Beginning with the line that contains "<point>264,226</point>" in the material below, print each line exactly until the line that contains "<point>265,28</point>" has been printed, then stop.

→ AVAILABLE DATA
§ §
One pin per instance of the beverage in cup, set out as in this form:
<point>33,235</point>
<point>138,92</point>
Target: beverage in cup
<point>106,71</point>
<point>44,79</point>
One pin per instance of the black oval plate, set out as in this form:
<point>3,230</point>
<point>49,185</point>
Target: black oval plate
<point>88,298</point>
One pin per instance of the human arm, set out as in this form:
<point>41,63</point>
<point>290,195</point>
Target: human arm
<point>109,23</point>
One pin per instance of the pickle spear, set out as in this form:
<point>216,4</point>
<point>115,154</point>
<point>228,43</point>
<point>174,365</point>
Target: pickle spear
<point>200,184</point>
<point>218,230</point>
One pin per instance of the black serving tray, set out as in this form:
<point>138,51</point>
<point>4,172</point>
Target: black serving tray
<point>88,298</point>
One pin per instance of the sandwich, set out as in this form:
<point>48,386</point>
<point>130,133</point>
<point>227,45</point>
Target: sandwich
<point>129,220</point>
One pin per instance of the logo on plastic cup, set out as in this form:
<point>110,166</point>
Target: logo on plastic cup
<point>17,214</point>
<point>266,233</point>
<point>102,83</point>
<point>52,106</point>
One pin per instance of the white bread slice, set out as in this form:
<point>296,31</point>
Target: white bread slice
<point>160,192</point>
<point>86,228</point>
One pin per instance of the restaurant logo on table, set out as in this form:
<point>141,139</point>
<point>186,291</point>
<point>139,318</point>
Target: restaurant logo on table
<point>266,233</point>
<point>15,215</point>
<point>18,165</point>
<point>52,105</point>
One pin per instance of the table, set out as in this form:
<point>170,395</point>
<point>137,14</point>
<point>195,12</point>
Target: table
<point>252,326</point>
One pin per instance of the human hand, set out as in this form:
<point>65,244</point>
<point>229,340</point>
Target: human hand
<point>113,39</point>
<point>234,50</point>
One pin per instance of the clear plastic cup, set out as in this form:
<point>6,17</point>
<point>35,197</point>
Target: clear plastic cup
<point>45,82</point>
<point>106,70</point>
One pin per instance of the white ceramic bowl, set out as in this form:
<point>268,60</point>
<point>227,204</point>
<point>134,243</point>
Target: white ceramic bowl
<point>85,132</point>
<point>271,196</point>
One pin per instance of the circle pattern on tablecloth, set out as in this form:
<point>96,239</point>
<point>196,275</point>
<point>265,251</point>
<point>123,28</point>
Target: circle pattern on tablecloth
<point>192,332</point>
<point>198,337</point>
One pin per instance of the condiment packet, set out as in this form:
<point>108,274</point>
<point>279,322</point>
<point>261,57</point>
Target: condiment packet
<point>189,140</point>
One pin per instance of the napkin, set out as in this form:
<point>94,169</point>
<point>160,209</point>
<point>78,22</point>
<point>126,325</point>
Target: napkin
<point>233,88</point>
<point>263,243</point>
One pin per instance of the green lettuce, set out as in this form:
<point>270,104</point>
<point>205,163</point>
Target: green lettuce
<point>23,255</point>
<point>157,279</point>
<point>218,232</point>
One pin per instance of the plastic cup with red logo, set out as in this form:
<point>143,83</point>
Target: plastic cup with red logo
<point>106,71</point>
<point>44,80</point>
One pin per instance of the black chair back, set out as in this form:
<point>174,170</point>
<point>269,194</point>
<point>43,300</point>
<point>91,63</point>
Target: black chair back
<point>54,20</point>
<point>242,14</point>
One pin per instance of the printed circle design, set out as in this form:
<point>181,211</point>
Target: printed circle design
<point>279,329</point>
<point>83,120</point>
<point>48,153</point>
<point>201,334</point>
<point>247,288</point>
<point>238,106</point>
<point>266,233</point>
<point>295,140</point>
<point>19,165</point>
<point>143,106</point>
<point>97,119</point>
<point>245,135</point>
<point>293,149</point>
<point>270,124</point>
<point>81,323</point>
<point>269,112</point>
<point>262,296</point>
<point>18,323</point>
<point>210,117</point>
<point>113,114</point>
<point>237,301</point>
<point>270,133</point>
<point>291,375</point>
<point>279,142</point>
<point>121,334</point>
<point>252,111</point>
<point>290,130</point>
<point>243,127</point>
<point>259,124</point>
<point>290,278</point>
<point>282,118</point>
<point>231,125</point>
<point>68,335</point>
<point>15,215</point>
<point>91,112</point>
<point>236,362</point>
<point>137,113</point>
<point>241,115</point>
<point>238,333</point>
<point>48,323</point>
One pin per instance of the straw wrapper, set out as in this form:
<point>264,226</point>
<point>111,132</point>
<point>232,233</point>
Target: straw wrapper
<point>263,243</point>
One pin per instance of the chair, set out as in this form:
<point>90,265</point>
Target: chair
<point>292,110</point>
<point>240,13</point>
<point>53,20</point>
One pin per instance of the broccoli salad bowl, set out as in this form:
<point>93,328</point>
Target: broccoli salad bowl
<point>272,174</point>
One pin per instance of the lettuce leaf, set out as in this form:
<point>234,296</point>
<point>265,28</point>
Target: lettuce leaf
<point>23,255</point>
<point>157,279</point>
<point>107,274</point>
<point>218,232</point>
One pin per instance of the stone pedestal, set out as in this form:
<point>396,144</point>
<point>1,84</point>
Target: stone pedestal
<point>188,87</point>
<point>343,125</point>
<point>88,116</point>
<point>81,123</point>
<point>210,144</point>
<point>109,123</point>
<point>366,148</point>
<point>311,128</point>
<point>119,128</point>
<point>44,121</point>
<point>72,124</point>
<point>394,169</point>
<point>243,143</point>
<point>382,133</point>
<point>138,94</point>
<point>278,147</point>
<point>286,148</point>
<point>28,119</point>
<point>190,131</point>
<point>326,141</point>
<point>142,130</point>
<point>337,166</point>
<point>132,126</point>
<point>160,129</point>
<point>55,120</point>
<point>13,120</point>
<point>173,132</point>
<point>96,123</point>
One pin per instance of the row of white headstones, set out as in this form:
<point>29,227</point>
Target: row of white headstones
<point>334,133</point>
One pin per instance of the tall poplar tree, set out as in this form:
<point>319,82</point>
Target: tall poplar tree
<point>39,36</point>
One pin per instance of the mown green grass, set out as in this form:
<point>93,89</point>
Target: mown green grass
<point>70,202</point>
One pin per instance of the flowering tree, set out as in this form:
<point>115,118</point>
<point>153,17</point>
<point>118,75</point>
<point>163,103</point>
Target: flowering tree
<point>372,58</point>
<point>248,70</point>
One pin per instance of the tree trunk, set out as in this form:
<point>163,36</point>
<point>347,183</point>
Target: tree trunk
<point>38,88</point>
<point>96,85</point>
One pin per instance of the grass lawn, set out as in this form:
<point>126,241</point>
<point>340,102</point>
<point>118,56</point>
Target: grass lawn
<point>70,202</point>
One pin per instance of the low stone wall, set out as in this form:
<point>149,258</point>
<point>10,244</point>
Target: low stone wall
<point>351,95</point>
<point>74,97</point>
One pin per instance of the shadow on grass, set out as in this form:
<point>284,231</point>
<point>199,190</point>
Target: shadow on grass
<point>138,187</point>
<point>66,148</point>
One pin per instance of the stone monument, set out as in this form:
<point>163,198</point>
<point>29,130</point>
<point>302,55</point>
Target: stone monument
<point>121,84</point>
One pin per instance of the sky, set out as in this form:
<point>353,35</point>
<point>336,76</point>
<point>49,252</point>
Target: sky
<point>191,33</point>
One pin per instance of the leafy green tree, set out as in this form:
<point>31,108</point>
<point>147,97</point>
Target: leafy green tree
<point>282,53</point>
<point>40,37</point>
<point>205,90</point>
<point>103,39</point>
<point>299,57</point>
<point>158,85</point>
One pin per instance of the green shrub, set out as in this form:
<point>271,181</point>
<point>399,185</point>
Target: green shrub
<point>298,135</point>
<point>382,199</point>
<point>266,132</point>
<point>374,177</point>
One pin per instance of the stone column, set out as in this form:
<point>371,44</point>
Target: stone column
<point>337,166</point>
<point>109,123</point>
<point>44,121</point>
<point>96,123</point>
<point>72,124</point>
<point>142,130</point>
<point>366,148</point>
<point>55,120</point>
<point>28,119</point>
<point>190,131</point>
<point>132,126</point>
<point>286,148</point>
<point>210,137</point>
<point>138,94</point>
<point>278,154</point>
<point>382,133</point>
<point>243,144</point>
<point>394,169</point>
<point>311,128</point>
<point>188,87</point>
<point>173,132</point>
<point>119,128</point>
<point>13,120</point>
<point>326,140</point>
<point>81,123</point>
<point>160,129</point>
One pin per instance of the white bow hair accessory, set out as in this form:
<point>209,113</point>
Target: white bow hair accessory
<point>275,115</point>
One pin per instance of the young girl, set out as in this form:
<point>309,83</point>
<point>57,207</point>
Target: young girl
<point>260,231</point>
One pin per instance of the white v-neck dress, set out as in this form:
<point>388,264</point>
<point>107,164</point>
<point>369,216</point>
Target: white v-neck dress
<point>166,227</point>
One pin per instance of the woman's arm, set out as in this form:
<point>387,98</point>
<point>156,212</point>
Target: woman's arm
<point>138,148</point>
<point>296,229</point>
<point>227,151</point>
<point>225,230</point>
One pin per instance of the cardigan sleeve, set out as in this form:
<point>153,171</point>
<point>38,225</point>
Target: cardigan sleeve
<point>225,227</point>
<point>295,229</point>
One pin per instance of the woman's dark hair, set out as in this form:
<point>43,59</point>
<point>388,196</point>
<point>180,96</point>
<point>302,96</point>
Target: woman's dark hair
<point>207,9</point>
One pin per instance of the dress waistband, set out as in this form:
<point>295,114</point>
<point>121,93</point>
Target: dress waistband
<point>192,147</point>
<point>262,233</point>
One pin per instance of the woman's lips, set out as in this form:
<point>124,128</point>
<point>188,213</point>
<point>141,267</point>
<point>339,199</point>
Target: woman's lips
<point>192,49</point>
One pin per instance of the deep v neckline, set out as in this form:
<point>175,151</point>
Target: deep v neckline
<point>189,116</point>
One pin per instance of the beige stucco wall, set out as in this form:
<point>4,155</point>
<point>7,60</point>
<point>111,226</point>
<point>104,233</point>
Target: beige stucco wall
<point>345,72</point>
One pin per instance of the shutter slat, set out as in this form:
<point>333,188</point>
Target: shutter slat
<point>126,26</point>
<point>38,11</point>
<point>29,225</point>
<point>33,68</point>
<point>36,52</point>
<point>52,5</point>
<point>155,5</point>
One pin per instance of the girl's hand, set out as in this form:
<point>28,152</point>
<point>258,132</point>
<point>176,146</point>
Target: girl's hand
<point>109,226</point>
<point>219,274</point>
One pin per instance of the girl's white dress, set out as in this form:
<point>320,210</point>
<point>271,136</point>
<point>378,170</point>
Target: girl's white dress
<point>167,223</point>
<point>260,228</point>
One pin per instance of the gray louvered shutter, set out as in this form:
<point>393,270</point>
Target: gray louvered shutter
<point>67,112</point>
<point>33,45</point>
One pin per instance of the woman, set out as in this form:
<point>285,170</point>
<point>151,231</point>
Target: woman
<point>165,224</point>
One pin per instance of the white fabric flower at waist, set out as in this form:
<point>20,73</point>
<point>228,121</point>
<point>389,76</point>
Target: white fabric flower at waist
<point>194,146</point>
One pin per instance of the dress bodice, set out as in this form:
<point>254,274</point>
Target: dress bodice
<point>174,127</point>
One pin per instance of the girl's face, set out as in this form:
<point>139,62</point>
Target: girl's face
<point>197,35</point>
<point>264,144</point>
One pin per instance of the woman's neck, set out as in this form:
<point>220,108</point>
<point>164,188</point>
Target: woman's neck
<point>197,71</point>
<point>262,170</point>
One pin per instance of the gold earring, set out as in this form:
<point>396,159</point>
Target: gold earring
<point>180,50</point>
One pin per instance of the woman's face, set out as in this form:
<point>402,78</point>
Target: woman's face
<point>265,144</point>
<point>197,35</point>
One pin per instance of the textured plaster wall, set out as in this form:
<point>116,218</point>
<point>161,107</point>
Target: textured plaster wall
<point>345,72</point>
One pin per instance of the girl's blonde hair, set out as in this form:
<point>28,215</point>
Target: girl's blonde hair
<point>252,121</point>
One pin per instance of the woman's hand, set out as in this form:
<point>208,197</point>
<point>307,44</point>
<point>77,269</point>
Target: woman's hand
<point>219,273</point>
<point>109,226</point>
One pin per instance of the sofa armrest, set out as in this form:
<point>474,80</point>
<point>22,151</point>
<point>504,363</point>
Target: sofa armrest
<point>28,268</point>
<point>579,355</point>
§ §
→ EXERCISE RESULT
<point>264,226</point>
<point>111,132</point>
<point>232,233</point>
Target: straw wrapper
<point>263,243</point>
One pin per instance of the chair, set out as in this form:
<point>90,265</point>
Target: chair
<point>292,110</point>
<point>240,13</point>
<point>53,20</point>
One pin per instance of the broccoli salad bowl, set out as in this form:
<point>93,328</point>
Target: broccoli salad bowl
<point>272,174</point>
One pin per instance of the lettuce leaf, set out as in this form:
<point>234,296</point>
<point>265,28</point>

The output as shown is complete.